### ASSIGNED TASK
Write out the entries once more, exactly as they appear.

### EXERCISE MATERIAL

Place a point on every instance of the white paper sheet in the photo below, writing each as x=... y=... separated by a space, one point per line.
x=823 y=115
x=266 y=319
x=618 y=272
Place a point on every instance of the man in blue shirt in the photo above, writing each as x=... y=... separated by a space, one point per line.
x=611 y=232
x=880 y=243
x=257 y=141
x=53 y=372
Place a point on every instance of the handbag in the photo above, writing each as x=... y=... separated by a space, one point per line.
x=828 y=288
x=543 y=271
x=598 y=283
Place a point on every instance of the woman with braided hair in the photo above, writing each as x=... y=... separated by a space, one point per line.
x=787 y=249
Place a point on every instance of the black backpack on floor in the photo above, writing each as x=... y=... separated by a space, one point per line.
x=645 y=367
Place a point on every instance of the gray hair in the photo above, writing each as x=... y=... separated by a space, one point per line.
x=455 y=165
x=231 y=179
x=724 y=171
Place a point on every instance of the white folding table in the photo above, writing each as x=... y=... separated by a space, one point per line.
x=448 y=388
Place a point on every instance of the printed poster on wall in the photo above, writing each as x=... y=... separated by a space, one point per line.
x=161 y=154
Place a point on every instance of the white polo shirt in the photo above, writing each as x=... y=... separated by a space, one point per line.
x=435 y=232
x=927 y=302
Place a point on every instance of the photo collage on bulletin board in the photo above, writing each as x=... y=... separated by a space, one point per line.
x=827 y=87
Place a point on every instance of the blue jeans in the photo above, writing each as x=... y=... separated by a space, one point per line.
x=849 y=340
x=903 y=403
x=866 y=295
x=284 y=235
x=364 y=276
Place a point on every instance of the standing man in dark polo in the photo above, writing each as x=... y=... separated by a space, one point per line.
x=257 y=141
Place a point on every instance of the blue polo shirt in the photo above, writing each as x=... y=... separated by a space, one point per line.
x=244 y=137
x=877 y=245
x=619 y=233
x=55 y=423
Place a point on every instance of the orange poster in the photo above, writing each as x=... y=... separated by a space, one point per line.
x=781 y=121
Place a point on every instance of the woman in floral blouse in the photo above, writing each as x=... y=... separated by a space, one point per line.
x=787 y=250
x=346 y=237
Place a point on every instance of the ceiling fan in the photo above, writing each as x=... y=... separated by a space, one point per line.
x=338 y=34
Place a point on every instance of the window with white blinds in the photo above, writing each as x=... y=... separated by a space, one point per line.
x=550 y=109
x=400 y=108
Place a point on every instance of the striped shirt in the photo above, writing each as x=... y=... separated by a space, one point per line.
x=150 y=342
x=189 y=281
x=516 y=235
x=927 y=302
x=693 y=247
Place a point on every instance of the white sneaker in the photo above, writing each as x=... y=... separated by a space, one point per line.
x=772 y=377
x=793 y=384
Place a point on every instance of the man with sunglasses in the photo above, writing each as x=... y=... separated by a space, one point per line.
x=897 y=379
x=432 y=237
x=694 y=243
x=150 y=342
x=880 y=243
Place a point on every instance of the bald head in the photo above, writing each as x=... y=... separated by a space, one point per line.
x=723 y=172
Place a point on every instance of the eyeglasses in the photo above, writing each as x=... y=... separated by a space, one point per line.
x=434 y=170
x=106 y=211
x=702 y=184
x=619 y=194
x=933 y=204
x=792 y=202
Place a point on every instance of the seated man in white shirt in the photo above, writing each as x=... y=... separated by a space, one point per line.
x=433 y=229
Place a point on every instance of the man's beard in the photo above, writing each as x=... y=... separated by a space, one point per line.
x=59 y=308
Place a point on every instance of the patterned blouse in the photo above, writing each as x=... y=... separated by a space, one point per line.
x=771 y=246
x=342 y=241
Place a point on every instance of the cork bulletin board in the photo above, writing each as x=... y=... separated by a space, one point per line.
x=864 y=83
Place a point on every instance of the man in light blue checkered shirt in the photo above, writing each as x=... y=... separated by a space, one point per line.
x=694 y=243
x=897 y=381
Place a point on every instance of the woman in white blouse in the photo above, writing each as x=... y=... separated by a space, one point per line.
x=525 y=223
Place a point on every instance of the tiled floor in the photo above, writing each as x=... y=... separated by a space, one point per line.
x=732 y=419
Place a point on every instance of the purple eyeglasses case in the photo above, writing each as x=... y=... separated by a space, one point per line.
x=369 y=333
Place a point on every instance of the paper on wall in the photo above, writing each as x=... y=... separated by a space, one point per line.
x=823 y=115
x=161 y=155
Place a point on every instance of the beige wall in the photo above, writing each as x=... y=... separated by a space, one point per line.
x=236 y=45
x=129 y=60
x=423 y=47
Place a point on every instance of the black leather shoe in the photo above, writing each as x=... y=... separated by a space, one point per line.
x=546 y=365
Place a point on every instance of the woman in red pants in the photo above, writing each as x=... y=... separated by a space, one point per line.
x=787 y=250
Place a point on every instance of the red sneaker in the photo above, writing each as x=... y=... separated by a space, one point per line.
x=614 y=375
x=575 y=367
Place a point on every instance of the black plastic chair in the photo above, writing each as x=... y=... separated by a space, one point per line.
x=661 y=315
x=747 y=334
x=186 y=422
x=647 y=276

### RESULT FOR THIS TASK
Place a point on every instance of the white paper sheet in the photo below, writing each as x=... y=... separated by a space, one point per line.
x=823 y=115
x=266 y=319
x=618 y=272
Place a point on every instance of the man in blue shirt in the photo above, writing each as x=... y=... separated by a space, one point per line.
x=611 y=232
x=880 y=243
x=257 y=141
x=53 y=372
Place a point on every instance of the handbag in the photo above, writing each as x=... y=... separated by a space, one point per line.
x=828 y=288
x=543 y=271
x=598 y=283
Place a point on every instance of the woman with braided hair in the photo above, writing each as x=... y=... separated by a space, one point per line.
x=787 y=249
Place a point on every instance of the black backpack on floor in the photo above, writing each as x=... y=... separated by a space, one point per line.
x=645 y=367
Place a point on every instance of the gray hair in the photo above, writing each as x=... y=... separated by a space, one point per line.
x=455 y=165
x=231 y=179
x=724 y=171
Place a point on every instance of the white folding table in the photo above, writing each as x=... y=... separated by a space, one point per line.
x=448 y=388
Place a point on every instance of the printed poster on wall in the photo above, writing each as x=... y=... separated by a space, one point per line.
x=161 y=154
Place a point on every instance of the white polo shirt in the photo above, writing each as x=... y=... separated by a space, one point per line.
x=435 y=232
x=927 y=302
Place a point on every instance of the photo collage on bulletin board in the photo above, writing each as x=... y=... separated by a space, one point per line.
x=827 y=87
Place a point on every instance of the blue jeans in the photo above, writing each as x=... y=... separated by a space, one point per line.
x=849 y=340
x=903 y=403
x=866 y=295
x=284 y=235
x=364 y=276
Place a point on every instance of the standing man in dark polo in the photo above, writing each as x=... y=... separated by a space, one point per line.
x=257 y=141
Place a point on every instance of the blue polo shirt in the photo above, writing each as x=... y=... separated by a space, one point per line.
x=244 y=137
x=877 y=245
x=619 y=233
x=55 y=423
Place a point on every instance of the orange poster in the photo above, writing each as x=... y=... separated by a space, one point per line.
x=781 y=121
Place a point on every instance of the woman in floral blouse in the photo above, writing each as x=... y=... separated by a space, one point per line.
x=787 y=250
x=346 y=237
Place a point on every instance of the ceiling fan in the photo above, writing each as x=... y=... separated by a space, one point per line.
x=338 y=34
Place a point on every instance of the window with white blinds in the photo above, writing each as x=... y=... separated by a space, one point per line.
x=550 y=109
x=400 y=108
Place a point on every instance of the striped shirt in the photo above, writing each as x=... y=... separated by a space, one point per line.
x=150 y=342
x=189 y=281
x=516 y=235
x=927 y=302
x=693 y=247
Place a point on every instance of the white sneaker in the photo above, writing each as x=... y=... separated by a space, one point per line.
x=772 y=377
x=793 y=384
Place a point on every instance of the man with sunglasses in the photo above, writing each as x=... y=... separated by a space, one point per line.
x=897 y=379
x=432 y=237
x=694 y=243
x=150 y=342
x=880 y=243
Place a point on every instance of the bald head in the photo above, writing each as x=... y=... separated by a space, one point per line.
x=723 y=172
Place a point on every instance of the eyeglasses in the photo above, writing each as x=... y=... separated by a space, one point per line.
x=434 y=170
x=106 y=211
x=702 y=184
x=619 y=194
x=933 y=204
x=792 y=202
Place a point on every instance of the seated man in white shirt in the photo above, writing each as x=... y=... separated by a space, one point per line.
x=433 y=229
Place a point on every instance of the man's beard in the photo above, writing each as x=... y=... separated by a space, one point per line.
x=59 y=308
Place a point on every instance of the patterned blouse in the photo above, writing each as x=... y=... separated by a space, one point per line.
x=771 y=246
x=342 y=241
Place a point on every instance of the cork bulletin board in the photo above, writing each as x=... y=... separated by a space, one point per line.
x=864 y=83
Place a point on every instance of the man in light blue checkered shirt in the photo above, writing each as x=... y=... separated by a space, one point per line.
x=694 y=243
x=897 y=381
Place a point on every instance of the woman in white blouse in the photo above, writing each as x=... y=... separated by a space, one point per line.
x=525 y=223
Place a point on every instance of the tiled floor in the photo above, writing each as x=... y=... separated by a space, one point per line.
x=732 y=419
Place a point on every instance of the purple eyeglasses case in the photo above, writing each as x=... y=... separated by a space, one point per line.
x=369 y=333
Place a point on every instance of the paper on wall in the photo above, writing each as x=... y=... separated by a space, one point per line.
x=823 y=115
x=161 y=155
Place a point on every instance of the beige wall in the photo above, writing each as x=... y=... separated by a space, one point per line.
x=236 y=45
x=129 y=60
x=423 y=47
Place a point on every instance of the black leather shoe in the photo above, writing each as x=... y=... separated by a space, one point per line.
x=546 y=365
Place a point on every instance of the woman in red pants in the photo above, writing each as x=... y=... separated by a space, one point per line.
x=787 y=250
Place a point on every instance of the red sneaker in the photo above, writing each as x=... y=... separated by a space, one point per line.
x=614 y=375
x=575 y=367
Place a point on every instance of the black plastic chair in the photo above, writing each as x=... y=... separated by a space, one point per line.
x=661 y=315
x=747 y=334
x=186 y=422
x=647 y=276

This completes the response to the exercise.